### GIVEN DATA
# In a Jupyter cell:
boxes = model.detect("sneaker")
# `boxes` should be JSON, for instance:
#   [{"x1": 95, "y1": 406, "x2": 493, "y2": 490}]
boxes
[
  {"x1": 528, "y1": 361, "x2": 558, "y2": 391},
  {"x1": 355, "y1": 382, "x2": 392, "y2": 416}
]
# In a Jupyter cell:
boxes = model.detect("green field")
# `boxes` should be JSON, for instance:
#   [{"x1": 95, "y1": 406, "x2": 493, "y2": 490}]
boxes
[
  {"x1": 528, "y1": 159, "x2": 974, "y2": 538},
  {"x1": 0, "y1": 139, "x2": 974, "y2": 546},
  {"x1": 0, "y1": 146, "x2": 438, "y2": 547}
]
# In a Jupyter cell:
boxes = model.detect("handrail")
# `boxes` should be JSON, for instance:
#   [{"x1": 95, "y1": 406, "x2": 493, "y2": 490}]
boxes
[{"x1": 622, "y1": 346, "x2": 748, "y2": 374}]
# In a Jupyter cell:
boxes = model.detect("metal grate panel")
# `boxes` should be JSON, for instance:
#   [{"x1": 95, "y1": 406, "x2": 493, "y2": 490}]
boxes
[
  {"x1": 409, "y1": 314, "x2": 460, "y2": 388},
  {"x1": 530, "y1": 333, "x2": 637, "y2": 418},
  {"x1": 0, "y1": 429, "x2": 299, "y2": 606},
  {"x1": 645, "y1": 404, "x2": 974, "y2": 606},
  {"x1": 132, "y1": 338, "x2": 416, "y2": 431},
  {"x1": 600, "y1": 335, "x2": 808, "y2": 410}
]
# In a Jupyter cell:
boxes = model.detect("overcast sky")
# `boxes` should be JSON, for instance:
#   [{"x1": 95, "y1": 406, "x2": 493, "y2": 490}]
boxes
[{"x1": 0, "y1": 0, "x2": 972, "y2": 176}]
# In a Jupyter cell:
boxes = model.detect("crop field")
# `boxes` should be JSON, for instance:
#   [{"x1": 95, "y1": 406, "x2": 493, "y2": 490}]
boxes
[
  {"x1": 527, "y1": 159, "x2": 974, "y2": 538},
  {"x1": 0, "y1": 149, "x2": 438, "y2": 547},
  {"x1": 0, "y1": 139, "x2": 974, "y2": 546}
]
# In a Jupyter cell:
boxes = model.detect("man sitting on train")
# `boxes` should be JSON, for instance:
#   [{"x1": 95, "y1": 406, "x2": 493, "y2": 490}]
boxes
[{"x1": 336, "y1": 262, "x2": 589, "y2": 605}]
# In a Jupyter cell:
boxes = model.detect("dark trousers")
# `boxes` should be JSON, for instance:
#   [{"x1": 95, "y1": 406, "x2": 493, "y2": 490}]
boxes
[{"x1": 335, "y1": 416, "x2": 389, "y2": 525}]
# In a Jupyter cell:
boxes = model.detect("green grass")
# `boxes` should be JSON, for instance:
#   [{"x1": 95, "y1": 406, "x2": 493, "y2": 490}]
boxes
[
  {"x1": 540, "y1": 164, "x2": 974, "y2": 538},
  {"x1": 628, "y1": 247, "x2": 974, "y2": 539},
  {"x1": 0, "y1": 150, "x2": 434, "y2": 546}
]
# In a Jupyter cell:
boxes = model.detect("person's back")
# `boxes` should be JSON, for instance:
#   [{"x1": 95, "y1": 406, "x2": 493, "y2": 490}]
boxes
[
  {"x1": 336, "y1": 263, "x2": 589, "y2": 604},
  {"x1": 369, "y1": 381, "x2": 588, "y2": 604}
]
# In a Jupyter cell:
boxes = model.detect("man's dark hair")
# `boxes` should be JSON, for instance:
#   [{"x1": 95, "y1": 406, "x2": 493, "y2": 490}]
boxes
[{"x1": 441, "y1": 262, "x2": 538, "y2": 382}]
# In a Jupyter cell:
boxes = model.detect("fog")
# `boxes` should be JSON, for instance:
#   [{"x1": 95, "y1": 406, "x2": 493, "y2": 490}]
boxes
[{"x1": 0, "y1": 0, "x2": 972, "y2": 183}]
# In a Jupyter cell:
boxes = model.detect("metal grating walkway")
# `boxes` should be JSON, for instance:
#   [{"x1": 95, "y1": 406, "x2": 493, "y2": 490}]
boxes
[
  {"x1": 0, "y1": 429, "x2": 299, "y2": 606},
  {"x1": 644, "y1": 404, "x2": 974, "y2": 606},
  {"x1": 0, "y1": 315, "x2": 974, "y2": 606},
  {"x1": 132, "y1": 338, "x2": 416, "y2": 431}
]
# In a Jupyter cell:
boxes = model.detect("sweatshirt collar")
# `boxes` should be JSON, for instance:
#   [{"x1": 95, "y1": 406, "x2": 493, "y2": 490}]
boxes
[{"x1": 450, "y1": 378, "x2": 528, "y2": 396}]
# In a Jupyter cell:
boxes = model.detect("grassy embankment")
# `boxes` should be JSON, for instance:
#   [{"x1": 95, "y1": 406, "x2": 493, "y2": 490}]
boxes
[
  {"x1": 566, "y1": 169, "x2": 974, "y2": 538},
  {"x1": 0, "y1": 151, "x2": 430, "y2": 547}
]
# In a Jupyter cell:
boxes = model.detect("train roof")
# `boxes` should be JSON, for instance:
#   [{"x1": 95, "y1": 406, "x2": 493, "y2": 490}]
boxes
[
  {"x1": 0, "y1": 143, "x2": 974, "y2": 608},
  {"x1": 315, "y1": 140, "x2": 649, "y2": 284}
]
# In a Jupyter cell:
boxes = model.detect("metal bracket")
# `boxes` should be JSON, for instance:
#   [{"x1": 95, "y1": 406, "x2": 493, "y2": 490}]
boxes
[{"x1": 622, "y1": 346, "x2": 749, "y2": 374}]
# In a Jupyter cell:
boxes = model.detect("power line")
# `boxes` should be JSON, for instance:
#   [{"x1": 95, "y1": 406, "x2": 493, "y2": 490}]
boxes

### WRITTEN PROBLEM
Which lines in the entries above contain the word "train"? Return each of those lines in full.

### RESULT FOR THIS TASK
boxes = model.detect("man sitting on train")
boxes = model.detect("train roof")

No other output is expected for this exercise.